→ **What is needed**:
Repeat every row below verbatim, line for line, without changing anything.

── Records provided

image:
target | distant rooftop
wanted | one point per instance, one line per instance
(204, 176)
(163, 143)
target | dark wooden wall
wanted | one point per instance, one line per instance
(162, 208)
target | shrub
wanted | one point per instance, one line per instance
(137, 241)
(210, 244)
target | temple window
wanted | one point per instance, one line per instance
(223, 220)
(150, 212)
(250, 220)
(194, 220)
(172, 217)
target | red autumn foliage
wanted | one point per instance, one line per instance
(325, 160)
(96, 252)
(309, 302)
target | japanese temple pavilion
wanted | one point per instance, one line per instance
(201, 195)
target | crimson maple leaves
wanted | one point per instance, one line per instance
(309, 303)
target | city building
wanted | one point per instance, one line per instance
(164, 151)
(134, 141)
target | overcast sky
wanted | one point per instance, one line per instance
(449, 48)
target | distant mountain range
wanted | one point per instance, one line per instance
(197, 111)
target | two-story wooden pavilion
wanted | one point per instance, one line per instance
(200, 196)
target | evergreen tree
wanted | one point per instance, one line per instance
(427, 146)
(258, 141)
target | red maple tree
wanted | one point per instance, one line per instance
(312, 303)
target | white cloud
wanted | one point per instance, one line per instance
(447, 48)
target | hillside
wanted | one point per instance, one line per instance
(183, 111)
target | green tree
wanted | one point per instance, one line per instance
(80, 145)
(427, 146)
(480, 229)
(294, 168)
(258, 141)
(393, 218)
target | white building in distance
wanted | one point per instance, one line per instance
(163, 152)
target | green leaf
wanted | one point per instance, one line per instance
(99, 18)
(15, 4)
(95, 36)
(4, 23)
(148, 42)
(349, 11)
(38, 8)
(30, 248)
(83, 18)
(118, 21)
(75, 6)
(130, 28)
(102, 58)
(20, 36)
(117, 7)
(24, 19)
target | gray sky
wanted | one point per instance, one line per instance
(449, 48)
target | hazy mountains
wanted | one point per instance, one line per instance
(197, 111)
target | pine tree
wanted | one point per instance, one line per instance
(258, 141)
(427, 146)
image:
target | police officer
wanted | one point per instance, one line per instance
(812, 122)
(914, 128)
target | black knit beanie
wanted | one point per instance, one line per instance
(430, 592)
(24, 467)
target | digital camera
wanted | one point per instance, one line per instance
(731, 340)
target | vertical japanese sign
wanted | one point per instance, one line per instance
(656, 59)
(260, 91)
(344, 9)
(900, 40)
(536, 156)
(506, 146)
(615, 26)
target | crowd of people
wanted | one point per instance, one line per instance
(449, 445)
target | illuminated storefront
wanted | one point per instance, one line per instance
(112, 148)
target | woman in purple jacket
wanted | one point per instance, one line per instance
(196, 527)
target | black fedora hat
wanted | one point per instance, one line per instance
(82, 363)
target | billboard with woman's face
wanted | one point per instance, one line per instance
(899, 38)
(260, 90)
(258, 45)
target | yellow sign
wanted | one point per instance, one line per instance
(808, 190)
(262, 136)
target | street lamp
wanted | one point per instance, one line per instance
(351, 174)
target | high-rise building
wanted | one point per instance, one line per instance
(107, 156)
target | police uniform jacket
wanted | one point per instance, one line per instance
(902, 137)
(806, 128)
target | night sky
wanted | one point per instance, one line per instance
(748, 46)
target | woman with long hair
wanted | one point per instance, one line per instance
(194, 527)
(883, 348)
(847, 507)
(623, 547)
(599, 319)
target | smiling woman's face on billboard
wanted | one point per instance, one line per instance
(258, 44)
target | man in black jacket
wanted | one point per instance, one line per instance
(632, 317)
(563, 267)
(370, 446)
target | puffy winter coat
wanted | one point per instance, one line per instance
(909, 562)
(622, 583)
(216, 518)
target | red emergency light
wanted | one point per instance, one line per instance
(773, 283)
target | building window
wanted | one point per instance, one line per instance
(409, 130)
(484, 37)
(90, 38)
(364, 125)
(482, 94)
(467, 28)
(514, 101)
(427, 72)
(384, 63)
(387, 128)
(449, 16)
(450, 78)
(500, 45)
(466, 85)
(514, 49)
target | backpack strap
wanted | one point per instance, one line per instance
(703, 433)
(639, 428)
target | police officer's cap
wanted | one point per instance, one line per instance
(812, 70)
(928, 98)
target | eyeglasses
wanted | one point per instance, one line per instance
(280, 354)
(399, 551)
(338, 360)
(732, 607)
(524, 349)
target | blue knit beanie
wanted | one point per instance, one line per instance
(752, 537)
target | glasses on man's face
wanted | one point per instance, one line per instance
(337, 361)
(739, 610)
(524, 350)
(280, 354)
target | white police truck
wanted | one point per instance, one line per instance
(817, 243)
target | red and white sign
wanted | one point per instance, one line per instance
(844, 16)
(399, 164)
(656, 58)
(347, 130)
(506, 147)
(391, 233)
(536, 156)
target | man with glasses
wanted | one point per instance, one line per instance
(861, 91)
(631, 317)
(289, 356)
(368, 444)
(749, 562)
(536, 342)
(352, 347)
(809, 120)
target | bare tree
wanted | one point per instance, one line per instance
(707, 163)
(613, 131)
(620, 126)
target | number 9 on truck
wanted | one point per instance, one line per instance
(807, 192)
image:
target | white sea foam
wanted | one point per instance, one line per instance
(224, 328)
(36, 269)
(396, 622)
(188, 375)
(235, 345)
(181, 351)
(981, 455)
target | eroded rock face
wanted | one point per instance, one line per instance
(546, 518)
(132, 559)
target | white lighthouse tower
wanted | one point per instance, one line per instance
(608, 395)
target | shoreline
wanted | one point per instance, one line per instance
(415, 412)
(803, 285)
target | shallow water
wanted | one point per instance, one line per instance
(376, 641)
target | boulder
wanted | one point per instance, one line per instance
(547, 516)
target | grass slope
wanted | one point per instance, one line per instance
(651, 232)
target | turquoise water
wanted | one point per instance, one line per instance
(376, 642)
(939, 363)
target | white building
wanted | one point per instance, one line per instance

────

→ **Solution to this problem**:
image:
target | distant rooftop
wanted | one point per instance, one line per instance
(204, 176)
(163, 143)
target | dark wooden wall
wanted | one point per instance, one line per instance
(162, 208)
target | shrub
wanted | one point per instance, one line per instance
(137, 241)
(210, 244)
target | temple window
wanted | one point per instance, one line per instance
(223, 220)
(150, 212)
(250, 220)
(194, 220)
(172, 217)
target | red autumn foliage
wanted | one point per instance, one line per instance
(325, 160)
(96, 252)
(309, 302)
target | japanese temple pavilion
wanted | one point per instance, one line per instance
(201, 195)
target | crimson maple leaves
wanted | one point per instance, one line per instance
(309, 303)
target | city building
wanted | one point per instance, one line per instance
(164, 151)
(134, 141)
target | overcast sky
wanted | one point per instance, one line per instance
(449, 48)
target | distant mountain range
wanted | one point per instance, one line per instance
(197, 111)
target | two-story wooden pavilion
wanted | one point per instance, one line per instance
(200, 196)
target | evergreen tree
wanted | one point per instance, one line per instance
(427, 146)
(258, 141)
target | red maple tree
wanted | one point per instance, one line per instance
(312, 303)
target | white cloud
wanted | one point per instance, one line per instance
(447, 48)
target | hillside
wanted | one point per instance, one line per instance
(183, 111)
target | green tree
wanted | one point per instance, one line per instance
(80, 145)
(427, 146)
(480, 229)
(294, 168)
(258, 141)
(393, 218)
target | white building in distance
wanted | one point per instance, one line per instance
(163, 152)
target | green leaf
wanted | one point per instance, one line per instance
(99, 18)
(15, 4)
(95, 36)
(4, 23)
(148, 42)
(349, 11)
(38, 8)
(30, 248)
(83, 18)
(118, 21)
(75, 6)
(130, 28)
(102, 58)
(20, 36)
(117, 7)
(24, 19)
target | gray sky
wanted | one point per instance, one line per instance
(449, 48)
target | hazy mountains
wanted | one point per instance, one line per instance
(197, 111)
target | pine tree
wanted | one point per instance, one line per instance
(258, 141)
(427, 146)
image:
target | police officer
wanted | one point per instance, one line per instance
(812, 122)
(914, 128)
target | black knit beanie
wanted | one point per instance, one line per instance
(430, 592)
(24, 467)
target | digital camera
wanted | one point per instance, one line per instance
(731, 340)
target | vertical japanese sign
wanted | one point per instance, one line per instance
(656, 59)
(260, 91)
(344, 9)
(900, 40)
(536, 156)
(506, 146)
(615, 26)
target | crowd of people
wanted | one point per instance, one line per instance
(449, 445)
target | illuminated storefront
wanted | one point per instance, one line per instance
(112, 148)
target | woman in purple jacket
wanted | one point per instance, one line per instance
(196, 527)
target | black fedora hat
wanted | one point per instance, one line per instance
(82, 363)
target | billboard with woman's face
wanted | one point per instance, one line per instance
(899, 38)
(260, 90)
(258, 45)
target | yellow sign
wanted | one point per instance, one line per instance
(808, 190)
(262, 136)
target | street lamp
wanted | one point per instance, one line per instance
(351, 174)
target | high-rise building
wanted | one point per instance, one line per instance
(107, 156)
target | police uniform jacket
wanted | one point per instance, one line per instance
(902, 137)
(806, 128)
target | night sky
wanted | one point per instance, one line per instance
(748, 46)
target | woman with long hair
wanted | one point per instance, one line per instance
(194, 527)
(883, 348)
(847, 507)
(623, 547)
(599, 319)
target | smiling woman's face on billboard
wanted | one point per instance, one line per instance
(258, 44)
target | man in black jacket
wanted | one point per instance, one line per instance
(632, 317)
(563, 267)
(370, 446)
target | puffy winter coat
wanted | one point per instance, one line per instance
(909, 562)
(622, 583)
(216, 518)
target | red emergency light
wanted | one point per instance, one line per instance
(773, 283)
target | building window
wanted | one point per instance, one line per instance
(409, 130)
(484, 37)
(90, 38)
(364, 125)
(482, 94)
(467, 28)
(514, 101)
(427, 72)
(384, 63)
(387, 128)
(449, 16)
(450, 78)
(500, 45)
(466, 85)
(514, 49)
target | backpack strap
wanted | one point per instance, one line per instance
(703, 433)
(639, 428)
target | police officer's cap
wanted | one point per instance, one line per instance
(812, 70)
(928, 98)
target | eyeglasses
wanted | one point per instance, one line per instance
(280, 354)
(399, 551)
(338, 360)
(732, 607)
(524, 349)
target | blue knit beanie
wanted | one point per instance, one line per instance
(752, 537)
target | glasses on man's face
wanted | one point per instance, one line per instance
(337, 361)
(739, 610)
(524, 350)
(280, 354)
target | white police truck
wanted | one point per instance, one line per instance
(817, 243)
target | red and white sign
wanted | one point per instance, one line per instance
(844, 16)
(399, 164)
(656, 58)
(347, 130)
(506, 147)
(391, 233)
(536, 156)
target | man with glasses
wanted | one point per instance, one line per instance
(861, 91)
(631, 317)
(289, 356)
(368, 444)
(749, 562)
(536, 342)
(352, 347)
(809, 120)
target | bare tree
wanted | one point per instance, one line per instance
(707, 163)
(613, 131)
(620, 126)
target | number 9 on truck
wanted | one point per instance, one line per instance
(807, 192)
image:
target | white sea foam
wanted | one point per instance, one line per instance
(224, 328)
(36, 269)
(396, 622)
(188, 375)
(235, 345)
(181, 351)
(981, 455)
target | eroded rock face
wanted | one point per instance, one line per instance
(546, 518)
(132, 559)
target | white lighthouse tower
wanted | one point per instance, one line per instance
(608, 395)
target | shoreline
wanted | one point per instance, one line per instance
(415, 412)
(803, 285)
target | shallow water
wanted | one point per instance, one line per instance
(376, 641)
target | boulder
wanted | one point per instance, one line per instance
(547, 516)
target | grass slope
wanted | one point per instance, one line per instance
(651, 232)
target | turquoise water
wanted | one point per instance, one line per instance
(376, 642)
(939, 363)
target | white building
wanted | one point per instance, one line per instance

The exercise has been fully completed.